Directions for this task:
Pull out, word for word, every line of the items below from the line containing "Label the shoe" up to and including the last line of the items. Leave the pictures out of your answer.

Data for processing:
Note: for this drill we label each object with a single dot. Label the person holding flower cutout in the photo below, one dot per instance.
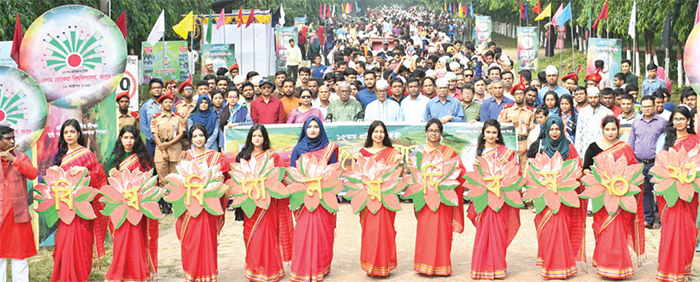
(617, 201)
(268, 224)
(376, 172)
(436, 190)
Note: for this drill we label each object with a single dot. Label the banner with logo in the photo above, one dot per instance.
(171, 62)
(351, 138)
(527, 48)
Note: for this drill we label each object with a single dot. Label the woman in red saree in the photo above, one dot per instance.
(434, 230)
(494, 230)
(199, 235)
(312, 250)
(267, 233)
(72, 253)
(560, 236)
(378, 252)
(678, 229)
(614, 233)
(135, 248)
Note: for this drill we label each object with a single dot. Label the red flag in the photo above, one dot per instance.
(121, 23)
(537, 9)
(603, 15)
(251, 18)
(240, 16)
(17, 41)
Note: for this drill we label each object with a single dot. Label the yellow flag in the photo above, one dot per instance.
(547, 12)
(185, 25)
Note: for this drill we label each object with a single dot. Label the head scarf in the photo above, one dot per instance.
(550, 146)
(307, 144)
(207, 118)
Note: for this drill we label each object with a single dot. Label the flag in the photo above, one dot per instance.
(221, 21)
(547, 12)
(157, 30)
(184, 27)
(633, 21)
(17, 41)
(251, 18)
(603, 15)
(666, 37)
(564, 16)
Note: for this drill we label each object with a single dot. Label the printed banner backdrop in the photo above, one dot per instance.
(483, 28)
(175, 65)
(282, 36)
(351, 137)
(76, 54)
(223, 55)
(608, 50)
(527, 48)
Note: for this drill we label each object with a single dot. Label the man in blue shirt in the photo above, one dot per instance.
(444, 107)
(552, 79)
(148, 109)
(492, 106)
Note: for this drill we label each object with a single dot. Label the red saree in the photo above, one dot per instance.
(561, 236)
(135, 248)
(494, 232)
(614, 233)
(378, 252)
(434, 231)
(199, 235)
(267, 235)
(312, 250)
(73, 250)
(678, 230)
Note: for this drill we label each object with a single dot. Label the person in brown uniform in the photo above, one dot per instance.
(168, 128)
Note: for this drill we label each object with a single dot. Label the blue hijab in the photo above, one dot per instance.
(207, 118)
(306, 144)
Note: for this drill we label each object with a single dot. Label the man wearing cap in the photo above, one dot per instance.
(267, 109)
(383, 109)
(168, 128)
(522, 117)
(444, 107)
(126, 117)
(588, 128)
(552, 78)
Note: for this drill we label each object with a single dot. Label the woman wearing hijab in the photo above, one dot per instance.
(206, 116)
(560, 235)
(312, 247)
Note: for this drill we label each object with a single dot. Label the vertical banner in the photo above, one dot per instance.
(483, 28)
(223, 55)
(174, 66)
(528, 48)
(282, 36)
(608, 50)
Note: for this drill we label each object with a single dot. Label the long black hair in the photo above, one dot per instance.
(481, 142)
(247, 152)
(62, 145)
(139, 148)
(671, 130)
(369, 142)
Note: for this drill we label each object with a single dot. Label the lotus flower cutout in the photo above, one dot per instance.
(253, 183)
(676, 175)
(131, 195)
(195, 187)
(493, 183)
(314, 182)
(432, 181)
(551, 182)
(613, 184)
(374, 184)
(63, 196)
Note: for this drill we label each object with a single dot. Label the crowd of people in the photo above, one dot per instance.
(421, 74)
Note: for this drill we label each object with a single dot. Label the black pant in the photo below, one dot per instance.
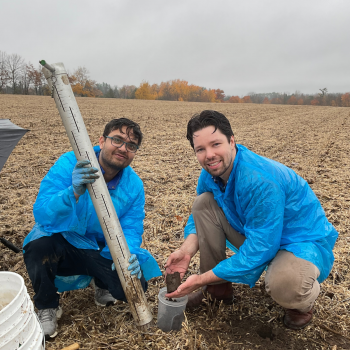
(47, 257)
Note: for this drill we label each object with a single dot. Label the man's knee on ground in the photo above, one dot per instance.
(40, 248)
(202, 201)
(289, 291)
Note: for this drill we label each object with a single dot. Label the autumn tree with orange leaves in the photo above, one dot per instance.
(177, 90)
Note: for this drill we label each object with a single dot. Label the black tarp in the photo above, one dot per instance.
(10, 134)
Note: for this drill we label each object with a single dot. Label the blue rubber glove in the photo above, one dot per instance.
(82, 176)
(134, 266)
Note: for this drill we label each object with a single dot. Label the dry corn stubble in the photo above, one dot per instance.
(314, 141)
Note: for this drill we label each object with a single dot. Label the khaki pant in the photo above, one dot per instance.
(290, 281)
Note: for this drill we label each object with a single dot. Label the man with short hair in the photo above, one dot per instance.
(66, 248)
(261, 209)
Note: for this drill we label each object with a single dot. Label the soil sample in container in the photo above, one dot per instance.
(172, 281)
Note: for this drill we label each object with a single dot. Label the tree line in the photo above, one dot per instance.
(19, 77)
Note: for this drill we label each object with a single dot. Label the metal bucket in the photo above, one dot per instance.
(19, 325)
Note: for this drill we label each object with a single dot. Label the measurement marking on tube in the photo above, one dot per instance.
(74, 119)
(135, 289)
(105, 205)
(59, 97)
(76, 143)
(107, 228)
(121, 269)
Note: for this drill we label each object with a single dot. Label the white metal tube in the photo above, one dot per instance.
(73, 122)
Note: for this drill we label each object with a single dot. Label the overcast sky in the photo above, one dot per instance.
(238, 46)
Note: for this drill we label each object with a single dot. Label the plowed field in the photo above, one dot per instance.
(314, 141)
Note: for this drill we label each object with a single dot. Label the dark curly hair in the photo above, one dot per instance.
(208, 118)
(115, 124)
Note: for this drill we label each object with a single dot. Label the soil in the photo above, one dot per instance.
(312, 140)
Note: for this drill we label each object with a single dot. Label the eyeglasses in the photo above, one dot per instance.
(118, 142)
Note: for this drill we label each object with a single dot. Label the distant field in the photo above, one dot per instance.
(314, 141)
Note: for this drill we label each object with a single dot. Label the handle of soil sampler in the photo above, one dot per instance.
(9, 245)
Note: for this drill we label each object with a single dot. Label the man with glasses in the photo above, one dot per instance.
(263, 211)
(66, 247)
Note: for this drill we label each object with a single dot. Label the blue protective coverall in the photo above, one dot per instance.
(56, 210)
(274, 208)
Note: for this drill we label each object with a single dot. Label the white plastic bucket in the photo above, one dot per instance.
(19, 326)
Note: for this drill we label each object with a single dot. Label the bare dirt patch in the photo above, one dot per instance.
(314, 141)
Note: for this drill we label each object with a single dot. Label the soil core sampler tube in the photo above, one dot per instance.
(67, 106)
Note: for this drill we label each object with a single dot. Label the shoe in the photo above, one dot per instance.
(223, 291)
(103, 297)
(48, 319)
(295, 319)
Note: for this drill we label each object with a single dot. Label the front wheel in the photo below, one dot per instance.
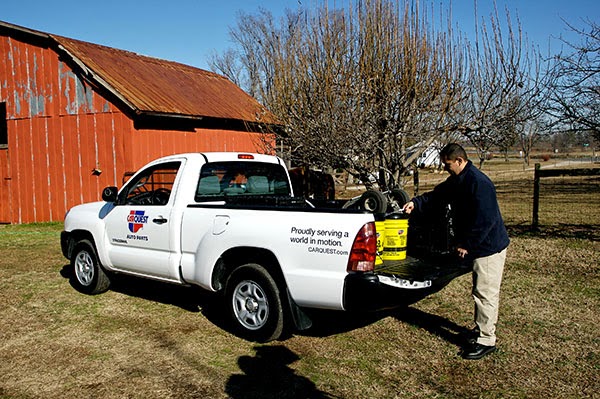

Result of the task:
Note: for this drill we label each object with a single dot. Label the shoe in the photo above, one dot per instance.
(223, 291)
(103, 297)
(48, 319)
(295, 319)
Note: for this drill we label each object with a single dot. Label the front wheel in the photo below, one dot per instance.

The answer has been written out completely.